▸ DESCRIPTION OF THE TASK
Quote all entries exactly, leaving pictures aside.

▸ PROVIDED RECORDS

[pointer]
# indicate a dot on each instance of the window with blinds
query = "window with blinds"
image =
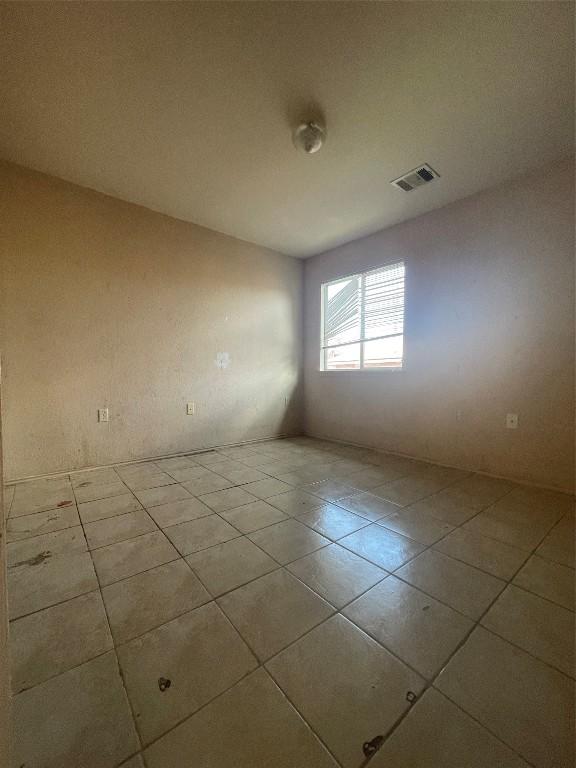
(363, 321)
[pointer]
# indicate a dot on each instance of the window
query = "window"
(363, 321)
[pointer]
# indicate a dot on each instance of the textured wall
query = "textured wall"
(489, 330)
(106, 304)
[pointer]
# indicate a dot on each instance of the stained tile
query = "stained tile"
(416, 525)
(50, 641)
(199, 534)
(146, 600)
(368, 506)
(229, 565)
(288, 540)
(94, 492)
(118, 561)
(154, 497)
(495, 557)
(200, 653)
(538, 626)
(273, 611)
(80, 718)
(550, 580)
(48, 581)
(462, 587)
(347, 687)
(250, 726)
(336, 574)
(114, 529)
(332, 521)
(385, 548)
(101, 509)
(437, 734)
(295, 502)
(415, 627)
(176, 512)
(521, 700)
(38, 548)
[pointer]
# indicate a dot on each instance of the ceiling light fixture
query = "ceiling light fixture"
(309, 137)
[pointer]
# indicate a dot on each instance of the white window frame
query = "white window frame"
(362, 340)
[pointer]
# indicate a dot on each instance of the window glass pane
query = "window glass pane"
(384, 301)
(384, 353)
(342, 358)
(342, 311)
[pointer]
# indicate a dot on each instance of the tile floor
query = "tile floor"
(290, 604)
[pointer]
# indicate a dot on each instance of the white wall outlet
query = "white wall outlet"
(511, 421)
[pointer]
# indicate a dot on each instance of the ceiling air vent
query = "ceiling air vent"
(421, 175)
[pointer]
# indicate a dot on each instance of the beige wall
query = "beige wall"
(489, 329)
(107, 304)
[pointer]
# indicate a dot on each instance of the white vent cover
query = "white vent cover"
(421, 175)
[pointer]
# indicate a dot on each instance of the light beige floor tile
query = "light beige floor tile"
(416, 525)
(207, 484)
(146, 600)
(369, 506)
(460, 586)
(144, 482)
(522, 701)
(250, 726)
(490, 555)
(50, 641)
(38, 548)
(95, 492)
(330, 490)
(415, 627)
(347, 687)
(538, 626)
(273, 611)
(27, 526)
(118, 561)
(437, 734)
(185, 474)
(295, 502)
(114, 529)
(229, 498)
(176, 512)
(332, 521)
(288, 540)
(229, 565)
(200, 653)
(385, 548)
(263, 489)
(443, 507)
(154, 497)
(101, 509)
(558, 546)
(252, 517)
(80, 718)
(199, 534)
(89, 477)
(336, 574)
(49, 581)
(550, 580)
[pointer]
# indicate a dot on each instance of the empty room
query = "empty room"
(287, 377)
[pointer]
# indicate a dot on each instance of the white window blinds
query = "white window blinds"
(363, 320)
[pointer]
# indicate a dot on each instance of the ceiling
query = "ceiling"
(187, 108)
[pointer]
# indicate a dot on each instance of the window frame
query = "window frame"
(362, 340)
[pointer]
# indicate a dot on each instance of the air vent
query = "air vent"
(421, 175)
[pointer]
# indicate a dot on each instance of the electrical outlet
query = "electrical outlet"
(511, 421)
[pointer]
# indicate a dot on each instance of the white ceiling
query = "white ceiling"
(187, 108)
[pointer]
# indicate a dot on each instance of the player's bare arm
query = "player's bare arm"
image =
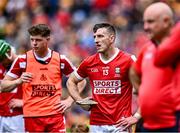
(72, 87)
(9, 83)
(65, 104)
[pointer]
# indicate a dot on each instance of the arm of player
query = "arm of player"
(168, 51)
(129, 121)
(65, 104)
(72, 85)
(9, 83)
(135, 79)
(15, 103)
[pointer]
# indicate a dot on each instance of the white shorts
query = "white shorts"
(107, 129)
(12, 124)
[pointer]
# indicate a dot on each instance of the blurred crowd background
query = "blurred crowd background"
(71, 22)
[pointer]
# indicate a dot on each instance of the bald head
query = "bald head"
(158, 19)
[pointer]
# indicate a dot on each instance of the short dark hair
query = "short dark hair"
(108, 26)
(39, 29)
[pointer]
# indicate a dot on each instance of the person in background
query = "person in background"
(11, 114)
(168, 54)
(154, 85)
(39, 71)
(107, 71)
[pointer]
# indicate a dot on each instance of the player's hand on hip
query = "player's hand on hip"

▸ CORRECT OUTPUT
[pointer]
# indicate a dot on each instance of the window with blinds
query = "window with blinds"
image =
(363, 321)
[pointer]
# indicate a dot on each instance of the window
query = "window"
(363, 321)
[pointer]
# indicate a dot on each instance of the textured wall
query = "textured wall"
(489, 330)
(106, 304)
[pointer]
# indicate a dot on each instance of the stained tile
query = "stained tile"
(416, 525)
(50, 641)
(199, 534)
(146, 600)
(368, 506)
(229, 565)
(288, 540)
(94, 492)
(118, 561)
(154, 497)
(495, 557)
(200, 653)
(538, 626)
(273, 611)
(80, 718)
(550, 580)
(48, 581)
(462, 587)
(347, 687)
(250, 726)
(336, 574)
(114, 529)
(332, 521)
(385, 548)
(101, 509)
(437, 734)
(295, 502)
(415, 627)
(176, 512)
(521, 700)
(38, 548)
[pointer]
# indicate a dot on each instance of the ceiling light fixture
query = "ceiling light fixture"
(309, 137)
[pointer]
# indicate a dot on each instance of the white window frame
query = "white window frame"
(362, 340)
[pointer]
# indicate a dot on each instance of the window glass pane
query = "window glass pane"
(384, 301)
(384, 353)
(342, 358)
(342, 311)
[pointer]
# indicate a dot on each instance of the tile floor
query = "tile floor"
(290, 604)
[pointer]
# indicate a dot on each instance of the white wall outlet
query = "white wall outlet"
(511, 421)
[pointer]
# indicate a dot on each instance of the ceiling air vent
query = "ceiling air vent"
(421, 175)
[pointer]
# indicate a dot on each instance of the beige wall
query = "beige wall"
(489, 329)
(107, 304)
[pointer]
# indicate a dot on each instance of the white vent cover
query = "white vent cover"
(421, 175)
[pointer]
# indicate a dot on each instance of the light beige floor tile
query = "light beige floor tile"
(416, 525)
(207, 484)
(146, 600)
(369, 506)
(460, 586)
(144, 482)
(522, 701)
(250, 726)
(490, 555)
(50, 641)
(38, 548)
(95, 492)
(330, 490)
(415, 627)
(347, 687)
(538, 626)
(273, 611)
(27, 526)
(118, 561)
(437, 734)
(185, 474)
(295, 502)
(114, 529)
(229, 498)
(176, 512)
(332, 521)
(288, 540)
(229, 565)
(200, 653)
(385, 548)
(263, 489)
(443, 507)
(154, 497)
(101, 509)
(558, 546)
(252, 517)
(80, 718)
(199, 534)
(89, 477)
(336, 574)
(49, 581)
(550, 580)
[pointer]
# indicate a dot on each instance of the empty room
query = "empty room"
(287, 377)
[pointer]
# indicate a dot on each instance of the white window blinds
query = "white window blinds"
(363, 320)
[pointer]
# indicate a dot on each instance of the ceiling
query = "ceiling"
(187, 108)
[pointer]
# indicate a dot on each instance of the window frame
query = "window frame"
(362, 340)
[pointer]
# indicate a dot on each instance of the air vent
query = "air vent"
(421, 175)
[pointer]
# indicate a dot on each instance of the electrical outlet
query = "electrical outlet"
(511, 421)
[pointer]
# indicate a dot on each instance of the white ceiling
query = "white ceiling"
(187, 108)
[pointer]
# indicate a dot on each instance of the player's bare arm
query = "player's bare arm"
image =
(72, 87)
(9, 83)
(65, 104)
[pointer]
# indicate a dot on each instance of the arm of player
query = "arm of player"
(168, 51)
(129, 121)
(65, 104)
(72, 85)
(9, 83)
(135, 79)
(15, 103)
[pointer]
# indicate a dot on each instance of the white shorts
query = "white shorts"
(107, 129)
(12, 124)
[pointer]
# indicate a dot on each instance of the blurred crowd background
query = "blurred crowd background"
(71, 22)
[pointer]
# indicate a dot on each instance of the bald head
query = "bald head"
(158, 19)
[pointer]
# indicate a dot on each instance of the short dark hair
query = "short dark hair"
(108, 26)
(39, 29)
[pointer]
# indicate a dot on each instance of the person in background
query = "person in background"
(11, 114)
(168, 54)
(154, 85)
(39, 71)
(107, 71)
[pointer]
# indicate a dot on each instance of the player's hand on hip
query = "player's hand on hip"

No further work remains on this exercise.